Conjunto de tarefas ▸
A. Transcreva literalmente o trecho do texto para leitura que começa em "As músicas são" e termina em "louca São Paulo.".
B. Liste todos os grupos musicais citados pelo nome no texto para leitura.

Texto para leitura ▸

##########

Ontem ouvi (como sempre) o programa que vocês apresentam para nós, rockeiros ávidos pelo conhecimentode novos grupos. Não preciso dizer que adorei e fiquei EMOCIONADA pela homenagem de vocês. Nem precisava. Afinal o rock e uma grande família…
e e lógico que eu AMEI o fato de vocês terem tocado 3 músicas do ECHO (e que gravei, of course). SEVEN SEAS, então eu DELIREI. realmente eu não sei como voces conseguem descobrir e arranjar tantas novidades!
obrigada, também, por ter reouvido o grupo THE SMITHS, principalmente esta música tocada. Ah, eu tenho uma sugestão para vocês, embora eu
não saiba se vai ser uma boa (eu acho que sim). eu sugiro que você, uma vez por semana, faça um especial com um grupo. Por exemplo, num
mês, você escolhe segunda ou sexta e resolve mostrar so o Madness, depois o Public Image e assim por diante. Então, você poderia fazer uma perspectiva
do grupo, desde as primeiras músicas (que são difíceis de serem encontradas aqui, sobretudo se sairam em single) até as últimas. eu acho que seria
legal porque tem muita gente que só conhece uma ou duas músicas de tal grupo e, assim, com o especial você poderia cobrir a carreira do grupo.
Veja o especial do U2, por exemplo. foi um SUCESSO! eu pensei nisso ontem a noite, já que depois que eu ouvi o ECHO, eu não consegui dormir.
As músicas são simplesmente LINDAS! não quero dar uma de fã alucinada porque detesto isso. Estou também louca para ver o resto do Lp do Madness.
A música Michael Cane e a Samantha devem mesmo, como disse a Liliane, serem incluídas, com URGÊNCIA, na programacão da rádio. Eu li algo sobre
o AZTEC CAMERA numa revista americana. Eu só conheco uma música deles, acho que é “obvious”, que você colocou em um de seus programas. gostaria
de saber se eles já tem muitos Lps, porque esta música que eu falei, eu adorei. E, sobre o fato da OBRA PRIMA “PORCUPINE” ter vendido pouco, bem, eu só posso dizer que eu conheco, pelo menos, três pessoas com
este Lp. Eu, um colega e dois primos que eu tenho na louca São Paulo.

##########

Dados fornecidos ▸
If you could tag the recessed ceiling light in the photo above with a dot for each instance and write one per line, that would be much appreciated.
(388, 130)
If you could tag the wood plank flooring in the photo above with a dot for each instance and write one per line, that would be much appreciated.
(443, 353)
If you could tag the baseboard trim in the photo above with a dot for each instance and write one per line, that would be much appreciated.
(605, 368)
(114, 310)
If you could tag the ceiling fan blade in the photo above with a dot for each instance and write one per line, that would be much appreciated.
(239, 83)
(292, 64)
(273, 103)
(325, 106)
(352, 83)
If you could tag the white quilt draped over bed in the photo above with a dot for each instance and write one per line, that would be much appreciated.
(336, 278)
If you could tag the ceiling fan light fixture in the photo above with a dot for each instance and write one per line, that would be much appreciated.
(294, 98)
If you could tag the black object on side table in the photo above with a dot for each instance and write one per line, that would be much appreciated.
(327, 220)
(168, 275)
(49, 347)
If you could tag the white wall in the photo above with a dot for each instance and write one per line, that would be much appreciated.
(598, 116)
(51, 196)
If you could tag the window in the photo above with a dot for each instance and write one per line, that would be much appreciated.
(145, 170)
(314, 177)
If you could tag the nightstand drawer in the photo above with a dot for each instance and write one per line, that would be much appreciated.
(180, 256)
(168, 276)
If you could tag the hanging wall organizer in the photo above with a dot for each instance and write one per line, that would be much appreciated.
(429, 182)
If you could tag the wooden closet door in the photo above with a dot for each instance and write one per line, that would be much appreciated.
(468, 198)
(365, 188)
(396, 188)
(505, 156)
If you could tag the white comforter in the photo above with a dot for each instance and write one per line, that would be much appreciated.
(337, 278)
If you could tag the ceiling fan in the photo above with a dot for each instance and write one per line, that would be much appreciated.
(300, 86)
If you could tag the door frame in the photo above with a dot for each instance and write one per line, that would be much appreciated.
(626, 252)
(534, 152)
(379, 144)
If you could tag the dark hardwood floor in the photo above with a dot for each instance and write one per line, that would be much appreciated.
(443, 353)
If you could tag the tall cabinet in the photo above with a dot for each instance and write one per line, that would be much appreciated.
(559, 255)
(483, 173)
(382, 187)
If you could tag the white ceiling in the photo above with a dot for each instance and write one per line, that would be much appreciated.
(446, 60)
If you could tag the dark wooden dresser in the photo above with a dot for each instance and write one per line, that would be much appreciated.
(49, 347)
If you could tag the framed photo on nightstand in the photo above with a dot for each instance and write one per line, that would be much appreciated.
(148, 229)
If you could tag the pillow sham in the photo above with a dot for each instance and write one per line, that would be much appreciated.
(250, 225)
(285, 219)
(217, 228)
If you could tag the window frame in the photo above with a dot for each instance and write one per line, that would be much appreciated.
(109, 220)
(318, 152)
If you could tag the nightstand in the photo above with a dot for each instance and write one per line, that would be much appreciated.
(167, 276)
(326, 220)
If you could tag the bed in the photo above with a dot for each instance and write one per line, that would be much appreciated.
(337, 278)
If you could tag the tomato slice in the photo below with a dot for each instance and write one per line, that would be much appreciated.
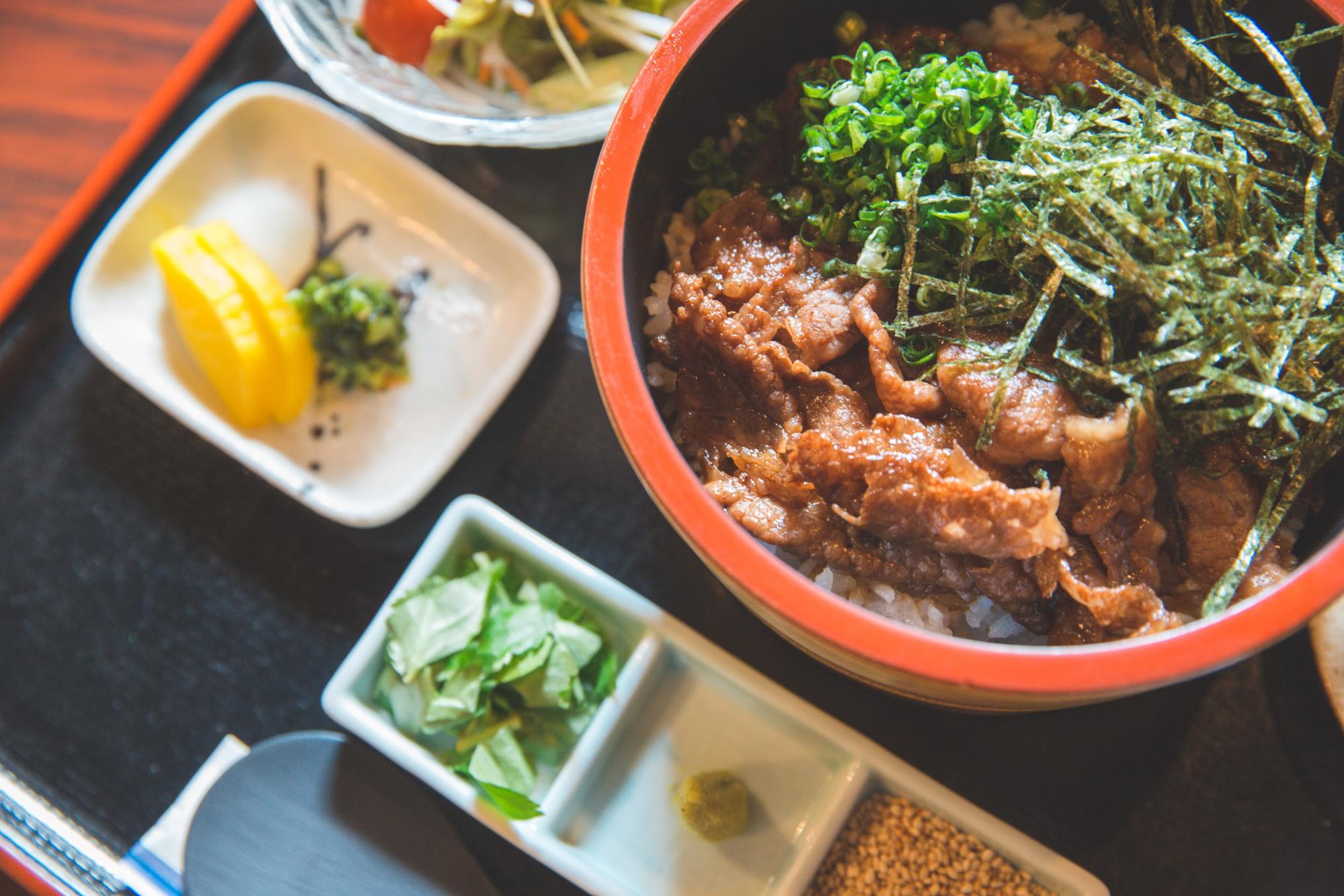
(401, 30)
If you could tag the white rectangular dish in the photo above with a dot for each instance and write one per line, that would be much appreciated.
(250, 160)
(682, 706)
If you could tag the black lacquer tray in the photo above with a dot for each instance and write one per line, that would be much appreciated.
(155, 596)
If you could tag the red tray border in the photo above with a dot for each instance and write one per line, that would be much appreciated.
(122, 152)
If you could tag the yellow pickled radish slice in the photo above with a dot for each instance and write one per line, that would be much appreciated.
(281, 325)
(214, 320)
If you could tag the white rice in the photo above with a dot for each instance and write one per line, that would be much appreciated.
(1035, 42)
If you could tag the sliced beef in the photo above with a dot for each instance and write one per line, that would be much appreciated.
(1030, 423)
(1111, 610)
(1109, 480)
(1216, 515)
(896, 393)
(905, 481)
(707, 336)
(741, 247)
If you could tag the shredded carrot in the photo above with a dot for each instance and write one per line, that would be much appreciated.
(516, 79)
(574, 27)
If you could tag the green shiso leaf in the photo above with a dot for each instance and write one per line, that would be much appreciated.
(495, 675)
(438, 618)
(499, 761)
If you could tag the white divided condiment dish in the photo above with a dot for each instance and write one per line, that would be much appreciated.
(682, 706)
(250, 160)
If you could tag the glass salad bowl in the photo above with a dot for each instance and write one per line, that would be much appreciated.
(321, 38)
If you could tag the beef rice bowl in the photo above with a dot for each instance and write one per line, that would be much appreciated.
(1021, 331)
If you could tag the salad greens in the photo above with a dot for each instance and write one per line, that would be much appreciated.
(495, 672)
(557, 54)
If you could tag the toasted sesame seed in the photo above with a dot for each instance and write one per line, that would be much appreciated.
(893, 848)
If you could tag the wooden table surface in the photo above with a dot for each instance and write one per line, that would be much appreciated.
(73, 73)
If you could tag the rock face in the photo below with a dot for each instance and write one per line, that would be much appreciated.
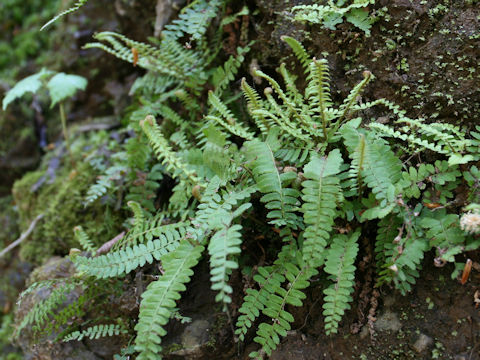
(38, 346)
(423, 54)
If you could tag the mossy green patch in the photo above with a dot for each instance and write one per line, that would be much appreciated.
(61, 201)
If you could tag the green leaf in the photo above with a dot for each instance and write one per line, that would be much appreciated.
(31, 84)
(456, 159)
(62, 86)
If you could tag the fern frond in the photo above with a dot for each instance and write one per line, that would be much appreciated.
(74, 8)
(255, 103)
(224, 244)
(340, 265)
(96, 332)
(318, 91)
(387, 131)
(105, 183)
(444, 233)
(402, 266)
(216, 208)
(167, 239)
(298, 274)
(298, 50)
(144, 188)
(375, 162)
(169, 59)
(296, 155)
(84, 240)
(321, 193)
(281, 202)
(192, 21)
(225, 74)
(268, 278)
(346, 107)
(290, 110)
(164, 152)
(158, 301)
(40, 312)
(228, 122)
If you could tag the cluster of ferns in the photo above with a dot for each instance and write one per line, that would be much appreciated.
(319, 171)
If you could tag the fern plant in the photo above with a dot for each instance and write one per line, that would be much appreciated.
(332, 14)
(306, 168)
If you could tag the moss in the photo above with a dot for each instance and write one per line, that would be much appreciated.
(62, 204)
(8, 221)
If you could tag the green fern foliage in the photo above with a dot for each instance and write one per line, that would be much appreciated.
(340, 266)
(74, 8)
(42, 310)
(224, 244)
(158, 301)
(330, 15)
(84, 240)
(297, 275)
(164, 152)
(192, 21)
(374, 163)
(281, 202)
(123, 261)
(96, 332)
(321, 194)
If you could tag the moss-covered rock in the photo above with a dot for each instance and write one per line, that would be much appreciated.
(59, 195)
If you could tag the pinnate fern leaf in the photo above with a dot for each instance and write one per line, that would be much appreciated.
(321, 193)
(96, 332)
(163, 239)
(158, 301)
(340, 265)
(282, 202)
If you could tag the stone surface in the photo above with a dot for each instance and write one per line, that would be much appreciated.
(423, 343)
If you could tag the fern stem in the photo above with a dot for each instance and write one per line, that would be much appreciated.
(360, 163)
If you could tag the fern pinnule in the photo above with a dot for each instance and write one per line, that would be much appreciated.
(254, 102)
(164, 152)
(224, 244)
(268, 336)
(161, 240)
(158, 300)
(321, 193)
(318, 91)
(347, 107)
(281, 202)
(228, 121)
(299, 51)
(403, 264)
(84, 240)
(75, 7)
(96, 332)
(340, 265)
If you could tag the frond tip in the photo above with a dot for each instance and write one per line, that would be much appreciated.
(158, 301)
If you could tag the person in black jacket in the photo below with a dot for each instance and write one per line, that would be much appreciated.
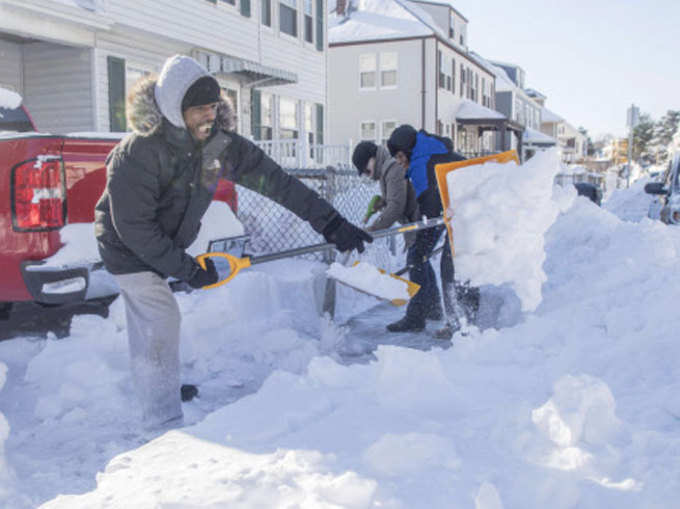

##########

Lista de respostas ▸
A.
As músicas são simplesmente LINDAS! não quero dar uma de fã alucinada porque detesto isso. Estou também louca para ver o resto do Lp do Madness.
A música Michael Cane e a Samantha devem mesmo, como disse a Liliane, serem incluídas, com URGÊNCIA, na programacão da rádio. Eu li algo sobre
o AZTEC CAMERA numa revista americana. Eu só conheco uma música deles, acho que é “obvious”, que você colocou em um de seus programas. gostaria
de saber se eles já tem muitos Lps, porque esta música que eu falei, eu adorei. E, sobre o fato da OBRA PRIMA “PORCUPINE” ter vendido pouco, bem, eu só posso dizer que eu conheco, pelo menos, três pessoas com
este Lp. Eu, um colega e dois primos que eu tenho na louca São Paulo.

B. ECHO, THE SMITHS, Madness, Public Image, U2, AZTEC CAMERA